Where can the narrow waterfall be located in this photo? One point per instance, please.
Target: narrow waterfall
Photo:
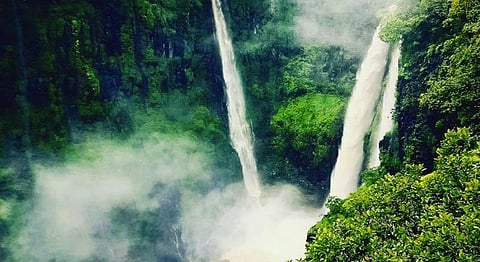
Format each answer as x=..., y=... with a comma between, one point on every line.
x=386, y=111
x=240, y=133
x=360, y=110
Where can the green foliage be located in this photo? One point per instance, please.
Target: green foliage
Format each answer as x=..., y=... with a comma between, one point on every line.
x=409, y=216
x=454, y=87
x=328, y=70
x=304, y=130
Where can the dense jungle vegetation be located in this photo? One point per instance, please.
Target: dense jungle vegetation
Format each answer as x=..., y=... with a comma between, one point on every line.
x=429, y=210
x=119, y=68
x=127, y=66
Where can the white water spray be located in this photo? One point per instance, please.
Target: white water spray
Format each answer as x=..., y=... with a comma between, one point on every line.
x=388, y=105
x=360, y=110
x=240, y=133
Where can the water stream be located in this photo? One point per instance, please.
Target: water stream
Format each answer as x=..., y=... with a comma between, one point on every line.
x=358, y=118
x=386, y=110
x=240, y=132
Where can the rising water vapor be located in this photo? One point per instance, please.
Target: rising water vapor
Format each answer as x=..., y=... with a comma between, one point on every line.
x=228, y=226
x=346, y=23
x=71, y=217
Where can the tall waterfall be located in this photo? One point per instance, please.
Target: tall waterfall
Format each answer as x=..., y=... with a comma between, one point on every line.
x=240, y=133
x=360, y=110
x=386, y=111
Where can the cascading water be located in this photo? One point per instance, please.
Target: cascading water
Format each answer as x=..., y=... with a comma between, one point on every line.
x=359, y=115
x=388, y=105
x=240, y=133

_ _ _

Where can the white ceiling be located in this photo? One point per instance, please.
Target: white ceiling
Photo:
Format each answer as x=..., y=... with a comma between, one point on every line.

_ _ _

**What is expected:** Please filter the listing down to lines that include the word "spray".

**Finished task:**
Where can the white water spray be located in this photo? One point per instance, please.
Target: white water spray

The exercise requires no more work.